▸ **EXERCISE DESCRIPTION**
Edit the records from the first line through the line containing "[131,168,250,195]", replacing "shrub" with "bush" and leaving every other part untouched. Return only that stretch.

§ §

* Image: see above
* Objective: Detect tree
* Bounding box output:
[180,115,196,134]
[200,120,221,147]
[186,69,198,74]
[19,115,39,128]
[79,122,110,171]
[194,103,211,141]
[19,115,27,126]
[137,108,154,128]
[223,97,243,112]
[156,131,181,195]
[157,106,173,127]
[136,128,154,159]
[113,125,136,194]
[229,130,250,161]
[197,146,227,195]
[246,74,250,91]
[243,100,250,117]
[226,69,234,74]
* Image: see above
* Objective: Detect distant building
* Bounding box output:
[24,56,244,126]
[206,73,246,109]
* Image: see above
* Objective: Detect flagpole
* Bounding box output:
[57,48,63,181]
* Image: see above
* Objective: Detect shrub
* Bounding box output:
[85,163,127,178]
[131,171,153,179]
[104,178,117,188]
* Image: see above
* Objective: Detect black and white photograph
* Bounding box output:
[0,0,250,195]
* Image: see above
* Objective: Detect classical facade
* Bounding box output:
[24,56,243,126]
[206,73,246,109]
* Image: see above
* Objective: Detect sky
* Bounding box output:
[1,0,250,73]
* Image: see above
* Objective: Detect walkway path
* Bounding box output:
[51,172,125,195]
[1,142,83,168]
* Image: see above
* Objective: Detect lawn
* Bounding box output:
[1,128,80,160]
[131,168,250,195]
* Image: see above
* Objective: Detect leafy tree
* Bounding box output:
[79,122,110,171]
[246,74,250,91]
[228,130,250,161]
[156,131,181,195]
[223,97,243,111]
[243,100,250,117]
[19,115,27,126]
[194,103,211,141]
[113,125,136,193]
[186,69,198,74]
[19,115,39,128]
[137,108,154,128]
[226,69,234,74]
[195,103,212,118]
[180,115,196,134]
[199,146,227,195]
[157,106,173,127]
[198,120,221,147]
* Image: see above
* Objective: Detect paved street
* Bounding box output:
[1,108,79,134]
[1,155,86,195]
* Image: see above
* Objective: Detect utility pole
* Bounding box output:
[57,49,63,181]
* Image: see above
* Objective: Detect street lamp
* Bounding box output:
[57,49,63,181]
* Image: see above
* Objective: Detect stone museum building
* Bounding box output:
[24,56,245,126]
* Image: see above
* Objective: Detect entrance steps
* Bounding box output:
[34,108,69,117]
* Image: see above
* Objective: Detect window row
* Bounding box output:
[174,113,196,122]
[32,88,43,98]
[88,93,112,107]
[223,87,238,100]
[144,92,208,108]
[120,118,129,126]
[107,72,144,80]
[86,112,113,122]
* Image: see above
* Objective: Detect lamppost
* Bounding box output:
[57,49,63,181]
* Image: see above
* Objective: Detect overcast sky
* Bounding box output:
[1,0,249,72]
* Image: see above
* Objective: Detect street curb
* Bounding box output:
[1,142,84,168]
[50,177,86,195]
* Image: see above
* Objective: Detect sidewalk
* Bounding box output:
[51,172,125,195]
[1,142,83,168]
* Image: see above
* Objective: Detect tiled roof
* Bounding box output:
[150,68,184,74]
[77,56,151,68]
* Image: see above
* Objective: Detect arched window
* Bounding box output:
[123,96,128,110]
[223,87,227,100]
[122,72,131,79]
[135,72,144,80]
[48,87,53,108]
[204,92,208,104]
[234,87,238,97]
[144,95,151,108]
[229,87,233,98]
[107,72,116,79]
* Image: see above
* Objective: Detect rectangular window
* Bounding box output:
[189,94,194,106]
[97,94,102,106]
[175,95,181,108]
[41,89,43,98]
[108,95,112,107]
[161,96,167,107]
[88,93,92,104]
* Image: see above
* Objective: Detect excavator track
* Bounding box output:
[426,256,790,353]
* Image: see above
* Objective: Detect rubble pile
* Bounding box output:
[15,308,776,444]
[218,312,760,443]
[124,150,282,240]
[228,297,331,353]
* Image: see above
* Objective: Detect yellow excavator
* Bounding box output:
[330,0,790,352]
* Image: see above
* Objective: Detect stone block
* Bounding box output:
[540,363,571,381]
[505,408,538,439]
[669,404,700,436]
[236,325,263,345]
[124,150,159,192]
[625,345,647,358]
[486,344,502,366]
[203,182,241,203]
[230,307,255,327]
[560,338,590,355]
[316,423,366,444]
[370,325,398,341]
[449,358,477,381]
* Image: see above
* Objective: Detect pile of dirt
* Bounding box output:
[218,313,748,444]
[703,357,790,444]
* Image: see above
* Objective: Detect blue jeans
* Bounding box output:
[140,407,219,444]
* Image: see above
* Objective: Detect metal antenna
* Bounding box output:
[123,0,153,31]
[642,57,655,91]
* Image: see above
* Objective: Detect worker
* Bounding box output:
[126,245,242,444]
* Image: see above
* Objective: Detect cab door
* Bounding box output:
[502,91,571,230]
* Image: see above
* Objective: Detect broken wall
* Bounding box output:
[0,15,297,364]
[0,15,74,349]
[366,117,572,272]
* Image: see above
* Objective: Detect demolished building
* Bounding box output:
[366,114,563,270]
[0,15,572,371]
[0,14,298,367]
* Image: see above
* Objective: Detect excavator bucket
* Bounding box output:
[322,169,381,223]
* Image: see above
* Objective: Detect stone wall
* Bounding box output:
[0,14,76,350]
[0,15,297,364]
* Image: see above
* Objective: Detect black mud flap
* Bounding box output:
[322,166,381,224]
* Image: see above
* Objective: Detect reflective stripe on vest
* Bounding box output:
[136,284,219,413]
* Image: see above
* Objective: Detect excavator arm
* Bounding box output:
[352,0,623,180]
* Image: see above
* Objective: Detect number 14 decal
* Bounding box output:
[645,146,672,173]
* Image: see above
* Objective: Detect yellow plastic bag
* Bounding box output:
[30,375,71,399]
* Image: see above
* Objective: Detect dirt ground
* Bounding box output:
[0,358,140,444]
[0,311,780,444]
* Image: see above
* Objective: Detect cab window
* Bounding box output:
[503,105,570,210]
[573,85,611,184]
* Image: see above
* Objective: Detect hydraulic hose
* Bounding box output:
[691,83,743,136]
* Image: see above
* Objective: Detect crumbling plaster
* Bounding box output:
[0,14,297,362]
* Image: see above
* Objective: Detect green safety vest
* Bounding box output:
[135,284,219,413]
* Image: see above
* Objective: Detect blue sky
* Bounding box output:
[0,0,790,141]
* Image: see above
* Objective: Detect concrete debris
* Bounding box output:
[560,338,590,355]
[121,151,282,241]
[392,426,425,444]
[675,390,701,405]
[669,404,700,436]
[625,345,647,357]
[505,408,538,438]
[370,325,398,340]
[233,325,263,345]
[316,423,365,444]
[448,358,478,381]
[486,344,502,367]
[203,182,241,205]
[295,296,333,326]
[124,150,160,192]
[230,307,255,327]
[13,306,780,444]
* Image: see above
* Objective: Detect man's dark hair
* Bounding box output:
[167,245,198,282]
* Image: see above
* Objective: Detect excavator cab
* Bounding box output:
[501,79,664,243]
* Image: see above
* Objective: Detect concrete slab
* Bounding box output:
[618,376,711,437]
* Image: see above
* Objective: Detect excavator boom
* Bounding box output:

§ §

▸ **EXERCISE RESULT**
* Image: see above
* Objective: Detect tree
* Bounding box output:
[180,115,196,134]
[200,120,221,147]
[186,69,198,74]
[19,115,39,128]
[79,122,110,171]
[194,103,211,141]
[19,115,27,126]
[137,108,154,128]
[223,97,243,112]
[156,131,181,195]
[157,106,173,127]
[136,128,154,159]
[113,125,136,194]
[229,130,250,161]
[197,146,227,195]
[246,74,250,91]
[243,100,250,117]
[226,69,234,74]
* Image: see above
* Objective: Detect distant building
* Bounding box output:
[24,56,244,126]
[206,73,246,109]
* Image: see above
* Objective: Detect flagpole
* Bounding box output:
[57,48,63,181]
* Image: see above
* Objective: Detect bush
* Bounding box output:
[85,163,127,178]
[131,171,153,179]
[104,178,117,188]
* Image: see above
* Objective: Detect black and white photograph
* Bounding box output:
[0,0,250,195]
* Image: see above
* Objective: Detect classical facade
* Bounding box output:
[24,56,243,126]
[206,73,246,109]
* Image: see above
* Objective: Detect sky
* Bounding box output:
[1,0,250,73]
* Image: see above
* Objective: Detect walkway path
* Bounding box output:
[51,172,125,195]
[1,142,83,168]
* Image: see above
* Objective: Detect lawn
* Bounding box output:
[1,128,80,160]
[131,168,250,195]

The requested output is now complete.